DESCRIPTION OF THE TASK — Exactly as it appears, restate the whole listing.

EXERCISE DATA —

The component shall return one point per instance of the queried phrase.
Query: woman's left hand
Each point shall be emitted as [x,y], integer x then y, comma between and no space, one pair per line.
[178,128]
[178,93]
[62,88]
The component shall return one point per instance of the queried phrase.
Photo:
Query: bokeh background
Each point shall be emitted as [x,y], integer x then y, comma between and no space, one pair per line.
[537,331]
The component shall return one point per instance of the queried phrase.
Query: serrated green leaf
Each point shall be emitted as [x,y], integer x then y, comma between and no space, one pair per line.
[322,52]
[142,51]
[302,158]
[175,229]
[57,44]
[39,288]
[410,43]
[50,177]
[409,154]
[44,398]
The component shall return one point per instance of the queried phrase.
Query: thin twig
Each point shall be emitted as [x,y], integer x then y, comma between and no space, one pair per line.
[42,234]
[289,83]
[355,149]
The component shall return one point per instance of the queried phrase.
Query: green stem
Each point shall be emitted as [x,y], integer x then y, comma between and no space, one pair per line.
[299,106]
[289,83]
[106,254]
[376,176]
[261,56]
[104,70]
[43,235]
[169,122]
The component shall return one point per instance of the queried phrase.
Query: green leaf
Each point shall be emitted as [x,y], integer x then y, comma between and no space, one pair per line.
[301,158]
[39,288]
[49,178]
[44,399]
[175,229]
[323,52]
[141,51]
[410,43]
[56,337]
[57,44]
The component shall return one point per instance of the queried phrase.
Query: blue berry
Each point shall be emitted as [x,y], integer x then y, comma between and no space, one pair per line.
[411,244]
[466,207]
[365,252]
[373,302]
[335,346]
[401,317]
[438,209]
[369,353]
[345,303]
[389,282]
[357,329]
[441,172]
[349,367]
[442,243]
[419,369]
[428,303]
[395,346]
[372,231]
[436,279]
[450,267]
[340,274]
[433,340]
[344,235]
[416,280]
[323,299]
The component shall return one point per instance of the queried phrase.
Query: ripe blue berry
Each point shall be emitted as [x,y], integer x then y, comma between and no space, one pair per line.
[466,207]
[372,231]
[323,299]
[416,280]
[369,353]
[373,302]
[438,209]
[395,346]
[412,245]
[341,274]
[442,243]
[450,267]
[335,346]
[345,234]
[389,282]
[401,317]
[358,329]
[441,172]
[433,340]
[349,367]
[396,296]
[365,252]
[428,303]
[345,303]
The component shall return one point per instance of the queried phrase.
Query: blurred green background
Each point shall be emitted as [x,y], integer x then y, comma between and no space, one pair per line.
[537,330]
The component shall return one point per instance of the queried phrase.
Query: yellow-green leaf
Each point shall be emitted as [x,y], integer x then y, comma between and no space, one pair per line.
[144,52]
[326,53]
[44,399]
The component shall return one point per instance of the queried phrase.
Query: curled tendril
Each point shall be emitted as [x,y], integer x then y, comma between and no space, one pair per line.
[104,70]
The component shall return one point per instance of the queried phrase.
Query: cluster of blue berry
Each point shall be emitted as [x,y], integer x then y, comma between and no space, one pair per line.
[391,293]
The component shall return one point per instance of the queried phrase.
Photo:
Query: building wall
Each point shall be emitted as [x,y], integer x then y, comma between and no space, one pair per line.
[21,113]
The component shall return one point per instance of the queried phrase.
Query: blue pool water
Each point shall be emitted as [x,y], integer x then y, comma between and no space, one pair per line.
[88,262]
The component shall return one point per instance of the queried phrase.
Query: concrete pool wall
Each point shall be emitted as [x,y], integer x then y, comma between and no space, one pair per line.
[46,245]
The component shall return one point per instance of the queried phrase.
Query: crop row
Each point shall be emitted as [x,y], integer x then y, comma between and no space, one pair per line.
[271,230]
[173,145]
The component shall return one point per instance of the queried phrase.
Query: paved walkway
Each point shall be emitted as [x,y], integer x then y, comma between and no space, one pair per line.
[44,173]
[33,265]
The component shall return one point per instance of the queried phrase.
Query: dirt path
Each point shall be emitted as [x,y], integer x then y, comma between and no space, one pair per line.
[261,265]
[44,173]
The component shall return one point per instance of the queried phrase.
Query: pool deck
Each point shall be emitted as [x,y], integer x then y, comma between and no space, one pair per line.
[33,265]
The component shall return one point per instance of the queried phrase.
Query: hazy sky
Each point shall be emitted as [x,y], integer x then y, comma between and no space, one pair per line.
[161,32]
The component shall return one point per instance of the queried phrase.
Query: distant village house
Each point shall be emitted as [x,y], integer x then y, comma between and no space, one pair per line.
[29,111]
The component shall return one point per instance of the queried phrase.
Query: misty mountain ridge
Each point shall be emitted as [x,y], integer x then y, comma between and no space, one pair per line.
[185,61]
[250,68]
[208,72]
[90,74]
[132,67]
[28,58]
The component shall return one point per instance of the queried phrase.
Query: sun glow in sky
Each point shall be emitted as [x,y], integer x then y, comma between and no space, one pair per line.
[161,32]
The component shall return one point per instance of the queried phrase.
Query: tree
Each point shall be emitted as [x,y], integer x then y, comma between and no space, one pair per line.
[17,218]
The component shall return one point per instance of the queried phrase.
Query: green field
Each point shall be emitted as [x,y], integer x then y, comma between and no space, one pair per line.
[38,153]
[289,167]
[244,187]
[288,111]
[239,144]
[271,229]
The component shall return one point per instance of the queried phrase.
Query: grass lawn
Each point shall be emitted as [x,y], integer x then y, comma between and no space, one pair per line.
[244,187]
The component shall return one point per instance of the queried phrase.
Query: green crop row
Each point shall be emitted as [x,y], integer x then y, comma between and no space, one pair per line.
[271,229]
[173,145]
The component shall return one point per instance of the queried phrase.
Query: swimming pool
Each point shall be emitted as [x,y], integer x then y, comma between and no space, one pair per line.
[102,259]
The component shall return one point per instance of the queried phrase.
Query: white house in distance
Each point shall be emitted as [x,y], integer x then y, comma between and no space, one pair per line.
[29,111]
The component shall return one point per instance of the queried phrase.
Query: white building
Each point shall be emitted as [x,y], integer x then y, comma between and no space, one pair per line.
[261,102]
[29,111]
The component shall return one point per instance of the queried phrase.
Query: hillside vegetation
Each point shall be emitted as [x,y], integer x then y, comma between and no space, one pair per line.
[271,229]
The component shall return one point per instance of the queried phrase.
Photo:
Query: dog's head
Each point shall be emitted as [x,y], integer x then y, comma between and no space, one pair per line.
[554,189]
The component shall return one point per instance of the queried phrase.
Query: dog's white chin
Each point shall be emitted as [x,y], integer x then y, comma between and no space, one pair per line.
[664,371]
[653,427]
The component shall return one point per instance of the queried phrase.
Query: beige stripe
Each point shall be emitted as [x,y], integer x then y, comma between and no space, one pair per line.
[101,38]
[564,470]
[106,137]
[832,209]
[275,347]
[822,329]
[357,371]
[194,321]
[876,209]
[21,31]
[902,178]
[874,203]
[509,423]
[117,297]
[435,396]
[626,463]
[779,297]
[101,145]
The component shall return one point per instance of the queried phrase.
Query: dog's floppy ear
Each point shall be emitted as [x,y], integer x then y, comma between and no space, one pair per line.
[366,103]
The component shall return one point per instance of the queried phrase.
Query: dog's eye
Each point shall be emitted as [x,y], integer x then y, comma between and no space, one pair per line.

EXERCISE RESPONSE —
The component shall return one point per instance of the queried phrase.
Query: woman's left hand
Each point shall be emitted as [x,y], integer x then y, comma between and no space, one pair per line.
[178,128]
[178,93]
[62,88]
The component shall return one point per instance of the queried phrase.
Photo:
Query: bokeh background
Each point shall be emitted as [x,y], integer x then y, comma between and no space, one pair per line.
[537,331]
The component shall return one point per instance of the queried phrase.
Query: serrated green leaf
Each point shall be emitted as [x,y], integer x then y, comma between and no space, one pair per line.
[322,52]
[142,51]
[302,158]
[175,229]
[57,44]
[39,288]
[410,43]
[50,177]
[409,154]
[44,398]
The component shall return one point per instance of the queried phrase.
Query: thin twig
Each point shall be emitted as [x,y], integer x then y, comma between and no space, one pair per line.
[42,234]
[289,83]
[355,149]
The component shall return one point per instance of the queried phrase.
Query: green stem
Each point shall be emitted as [x,y], integer x then y, comma between and no space, one pair per line.
[299,106]
[289,83]
[106,254]
[376,176]
[261,56]
[104,70]
[43,235]
[169,122]
The component shall return one point per instance of the queried phrase.
Query: green leaf
Each point shall be emitted as [x,y], integer x then y, comma between and no space, one pair per line.
[301,158]
[39,288]
[49,178]
[44,399]
[175,229]
[323,52]
[141,51]
[410,43]
[56,337]
[57,44]
The component shall return one point per instance of the queried phrase.
Query: blue berry
Each point shall be emitted as [x,y], integer x then y, comma between and no space, one pair per line.
[411,244]
[466,207]
[365,252]
[373,302]
[335,346]
[401,317]
[438,209]
[369,353]
[345,303]
[389,282]
[357,329]
[441,172]
[349,367]
[442,243]
[419,369]
[428,303]
[395,346]
[372,231]
[436,279]
[450,267]
[340,274]
[433,340]
[344,235]
[416,280]
[323,299]
The component shall return one point per instance of the queried phrase.
Query: ripe blue berry
Each point shall be emitted as [x,y], integer x then y, comma between and no space, one pair per line.
[466,207]
[372,231]
[323,299]
[416,280]
[369,353]
[373,302]
[438,209]
[395,346]
[412,245]
[341,274]
[442,243]
[450,267]
[335,346]
[345,234]
[389,282]
[401,317]
[358,329]
[441,172]
[433,340]
[349,367]
[396,296]
[365,252]
[428,303]
[345,303]
The component shall return one point per instance of the queried phrase.
Query: blurred green background
Each point shall be emitted as [x,y], integer x then y, comma between and no space, one pair per line.
[537,330]
The component shall return one point per instance of the queried phrase.
Query: yellow-green leaf
Each point shall be emitted as [x,y], integer x then y, comma between and no space, one pair per line.
[144,52]
[326,53]
[44,399]
The component shall return one point per instance of the queried phrase.
Query: curled tendril
Each point shall be emitted as [x,y], integer x then y, comma between and no space, one pair per line.
[104,70]
The component shall return one point per instance of the queried phrase.
Query: cluster of blue berry
Each point shall be emitted as [x,y], integer x then y, comma between and no space, one pair per line.
[391,293]
The component shall return one point per instance of the queried phrase.
Photo:
Query: building wall
Each point shall be emitted as [x,y], integer x then y, comma between and no space, one pair per line.
[21,113]
The component shall return one point per instance of the queried phrase.
Query: blue pool water
Each point shall be emitted as [x,y], integer x then y, comma between and no space, one pair per line.
[88,262]
The component shall return one point per instance of the queried phrase.
Query: concrete pool wall
Each point shall be emitted as [x,y], integer x then y, comma between and no space, one pair per line.
[46,245]
The component shall return one point per instance of the queried phrase.
Query: crop row
Each point shall be emitted as [x,y], integer x then y, comma between and no space, one pair per line.
[271,230]
[173,145]
The component shall return one point per instance of the queried phrase.
Query: paved walkway
Each point shall be emitted as [x,y], integer x then y, comma between and no space, one pair per line.
[44,173]
[33,265]
The component shall return one point per instance of the queried phrase.
Query: dirt path
Each point shall be emitted as [x,y], integer x then y, comma between and no space, one pair per line.
[261,265]
[44,173]
The component shall return one point per instance of the queried phrase.
Query: pool deck
Each point shall be emitted as [x,y], integer x then y, comma between and no space, one pair per line.
[33,265]
The component shall return one point per instance of the queried phrase.
Query: hazy sky
Each point shall be emitted as [x,y], integer x then y, comma between and no space, one pair per line.
[161,32]
The component shall return one point per instance of the queried phrase.
Query: distant village house
Each point shall be emitted as [x,y], integer x then y, comma between and no space, one pair per line.
[29,111]
The component shall return one point per instance of the queried phrase.
Query: misty mountain ridge
Each point shall be emitted as [x,y], integer x then y, comma between and no space, one pair per line.
[185,61]
[250,68]
[208,72]
[90,74]
[132,67]
[28,58]
The component shall return one point per instance of the queried phrase.
Query: sun glow in sky
Each point shall be emitted as [x,y], integer x then y, comma between and no space, one pair per line.
[161,32]
The component shall return one point per instance of the queried phrase.
Query: tree
Each point shall be emitted as [x,y], integer x then y, comma between and no space, one pair per line.
[17,218]
The component shall return one point per instance of the queried phrase.
Query: green field
Each point shall be emitted as [x,y], integer x then y, comma between and no space, one pair per line.
[38,153]
[289,167]
[244,187]
[288,111]
[239,144]
[271,229]
The component shall return one point per instance of the queried phrase.
Query: grass lawn
Each point shall be emitted as [x,y], integer x then y, comma between and no space, one pair per line.
[244,187]
The component shall return one point per instance of the queried phrase.
Query: green crop row
Each point shall be emitted as [x,y], integer x then y, comma between and no space, one pair per line.
[271,229]
[173,145]
The component shall return one point per instance of the queried phrase.
Query: swimming pool
Each point shall be emitted as [x,y], integer x then y, comma between and no space, one pair per line.
[102,259]
The component shall return one point per instance of the queried phrase.
Query: white house in distance
Each point shall be emitted as [x,y], integer x then y, comma between and no space, one pair per line.
[29,111]
The component shall return one point per instance of the queried phrase.
Query: white building
Each point shall be emitted as [x,y], integer x then y, comma between and no space, one pair per line.
[261,102]
[29,111]
The component shall return one point per instance of the queried phrase.
Query: hillside vegetation
Each point shall be emitted as [x,y], integer x then y, comma between and no space, one pair per line.
[271,229]
The component shall return one point per instance of the queried phrase.
Photo:
Query: dog's head
Each point shall be emitted as [x,y], integer x then y, comma between and no space, one pair per line.
[554,189]
The component shall return one point per instance of the queried phrase.
Query: dog's white chin
Each point shall be emitted as [x,y], integer x then y, comma between and no space, one pair per line.
[664,371]
[653,427]
The component shall return one point per instance of the queried phrase.
Query: beige stripe
Each point shall be emitted as [x,y], integer x then y, comma between and no space, one pair per line.
[101,38]
[564,470]
[106,137]
[832,209]
[275,347]
[822,329]
[357,371]
[194,321]
[876,209]
[21,31]
[902,178]
[874,203]
[509,423]
[117,297]
[435,396]
[626,463]
[779,297]
[101,145]
The component shall return one point per instance of the queried phrase.
Query: dog's floppy ear
Each point shall be emitted as [x,y], integer x then y, comma between and no space, one pair per line.
[366,103]
The component shall return one point per instance of the queried phrase.
Query: dog's eye
Each point shall be emitted as [x,y], integer x then y, comma between and no space, one pair per line.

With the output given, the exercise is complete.